Vorliegender Text:
Raumfahrtantrieb

Raumfahrtantrieb
Abheben der New Horizons mit einem chemischen RD-180 Raketenantrieb.

Raumfahrtantriebe sind Techniken zur Geschwindigkeitsänderung von Flugkörpern (wie Raumschiffen) im Weltraum, oder kurz gesagt, zur Bereitstellung von Delta v. Es existieren sehr verschiedene Varianten mit zahlreichen Vor- und Nachteilen, darunter technisch nahezu ausgereifte, in der Entwicklung befindliche und auch nur theoretisch vorgeschlagene Methoden. Das Fachgebiet ist Schauplatz aktueller Forschung sowie zahlreicher unwissenschaftlicher Spekulationen.

Bei den heute verwendeten Antrieben handelt es sich ausschließlich um Rückstoßantriebe im Rahmen des dritten Newtonschen Axioms. Von diesen in der Praxis befindlichen Raketenantrieben sind die häufigsten die chemischen Antriebe (Wärmekraftmaschinen mit Verbrennung), worunter die Feststoff- und Flüssigkeitstriebwerke fallen. Es gibt in der Gruppe der Raketentriebwerke auch elektrische und nukleare Varianten, sowie Ausführungen mit Kaltgas.

Im folgenden Übersichtsartikel werden als Alternativkonzepte zu den Raketenantrieben Start- und Abschussmechanismen, Methoden ohne Treibstoffbedarf und hypothetische Methoden behandelt.

Inhaltsverzeichnis

Raketenantriebe

siehe auch: Raketentriebwerk

Ein chemischer Raketenantrieb (RS-68) bei einem Testlauf.

Raketenantriebe sind Rückstoßantriebe. Die meisten (aber nicht alle) Raketentriebwerke sind dabei Verbrennungskraftmaschinen: Sie gewinnen durch Verbrennung eines Treibstoffes (oft mit Oxidationsmitteln) in einer Brennkammer ein energiereiches Produkt und lassen dieses in Gasform durch eine Öffnung austreten. Die thermische Energie und der entstandene Druck in der Brennkammer besorgen beim Austreten durch die sog. Düse mit hoher Geschwindigkeit die Schubkraft durch Rückstoß.

Bei den existierenden chemischen Varianten liegt beim Feststoffraketentriebwerk der Treibstoff in fester Form vor, der Treibstofftank ist hierbei auch die Verbrennungskammer; beim Flüssigkeitsraketentriebwerk liegt flüssiger Treibstoff vor. Bei monopropellanten Flüssigtreibstoffen handelt es sich um nur eine Komponente, bei bipropellanten Treibstoffen existieren zwei Komponenten des Treibstoffes, die gesondert gelagert werden. Der Treibstoff wird unmittelbar vor dem Verbrennungsprozess gesteuert in eine Brennkammer gepumpt. Bei Hybridraketentriebwerken liegt sowohl flüssiger als auch fester Treibstoff vor, wobei der flüssige dem Festen kontrolliert zugeführt wird.

Vorliegende Datensätze:
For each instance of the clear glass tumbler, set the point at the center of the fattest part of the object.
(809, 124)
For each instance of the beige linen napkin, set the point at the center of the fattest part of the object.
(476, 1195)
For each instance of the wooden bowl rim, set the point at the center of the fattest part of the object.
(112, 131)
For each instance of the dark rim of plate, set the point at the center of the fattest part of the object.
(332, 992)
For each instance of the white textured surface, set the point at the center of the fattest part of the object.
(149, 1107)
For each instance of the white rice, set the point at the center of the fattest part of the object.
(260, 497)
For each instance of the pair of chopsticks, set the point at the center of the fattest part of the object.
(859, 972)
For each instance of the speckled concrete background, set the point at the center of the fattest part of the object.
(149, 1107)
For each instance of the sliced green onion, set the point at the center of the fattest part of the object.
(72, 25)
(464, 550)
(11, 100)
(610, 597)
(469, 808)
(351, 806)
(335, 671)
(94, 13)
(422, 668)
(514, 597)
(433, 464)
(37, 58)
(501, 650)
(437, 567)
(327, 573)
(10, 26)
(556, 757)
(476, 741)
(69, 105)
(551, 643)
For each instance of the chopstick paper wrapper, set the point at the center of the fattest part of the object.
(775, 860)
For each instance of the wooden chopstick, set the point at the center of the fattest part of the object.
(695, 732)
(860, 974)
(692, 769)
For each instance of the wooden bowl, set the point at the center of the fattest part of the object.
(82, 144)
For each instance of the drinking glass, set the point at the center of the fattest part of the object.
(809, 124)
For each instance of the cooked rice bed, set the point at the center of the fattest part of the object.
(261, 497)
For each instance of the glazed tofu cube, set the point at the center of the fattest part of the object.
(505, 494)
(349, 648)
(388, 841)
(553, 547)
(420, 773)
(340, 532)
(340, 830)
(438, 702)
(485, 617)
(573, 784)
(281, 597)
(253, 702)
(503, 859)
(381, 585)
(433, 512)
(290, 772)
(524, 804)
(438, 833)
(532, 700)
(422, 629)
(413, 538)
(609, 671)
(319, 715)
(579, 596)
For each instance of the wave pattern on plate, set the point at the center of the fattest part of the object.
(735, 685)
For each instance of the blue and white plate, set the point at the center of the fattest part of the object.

Aufgaben:
• 1. Zitiere bitte aus dem Text über Raumfahrtantriebe wörtlich den Abschnitt, der mit den Worten „Bei den heute“ beginnt und mit „hypothetische Methoden behandelt.“ endet.
• 2. Suche in den Datensätzen jede Zeile, in der die Zeichenfolge „glass“ vorkommt, und gib diese Zeilen unverändert wieder.
Der Text über Raumfahrtantriebe und die Datensätze stammen aus unterschiedlichen Quellen.

Antworten je Aufgabe:
• 1.
Bei den heute verwendeten Antrieben handelt es sich ausschließlich um Rückstoßantriebe im Rahmen des dritten Newtonschen Axioms. Von diesen in der Praxis befindlichen Raketenantrieben sind die häufigsten die chemischen Antriebe (Wärmekraftmaschinen mit Verbrennung), worunter die Feststoff- und Flüssigkeitstriebwerke fallen. Es gibt in der Gruppe der Raketentriebwerke auch elektrische und nukleare Varianten, sowie Ausführungen mit Kaltgas.

Im folgenden Übersichtsartikel werden als Alternativkonzepte zu den Raketenantrieben Start- und Abschussmechanismen, Methoden ohne Treibstoffbedarf und hypothetische Methoden behandelt.

• 2.
For each instance of the clear glass tumbler, set the point at the center of the fattest part of the object.
For each instance of the drinking glass, set the point at the center of the fattest part of the object.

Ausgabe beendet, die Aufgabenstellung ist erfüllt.